[Dataset items]
------------

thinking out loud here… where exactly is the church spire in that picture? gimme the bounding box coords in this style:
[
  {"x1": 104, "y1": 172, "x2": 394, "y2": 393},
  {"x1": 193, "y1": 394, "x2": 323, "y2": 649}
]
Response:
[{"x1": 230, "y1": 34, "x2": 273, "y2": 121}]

------------

Task brief: Transcribe the data in full, keeping every character.

Solution for this exercise:
thinking out loud here… where exactly is the church spire in that picture? gimme the bounding box coords in this style:
[
  {"x1": 104, "y1": 172, "x2": 394, "y2": 393},
  {"x1": 193, "y1": 394, "x2": 323, "y2": 649}
]
Response:
[{"x1": 230, "y1": 34, "x2": 273, "y2": 121}]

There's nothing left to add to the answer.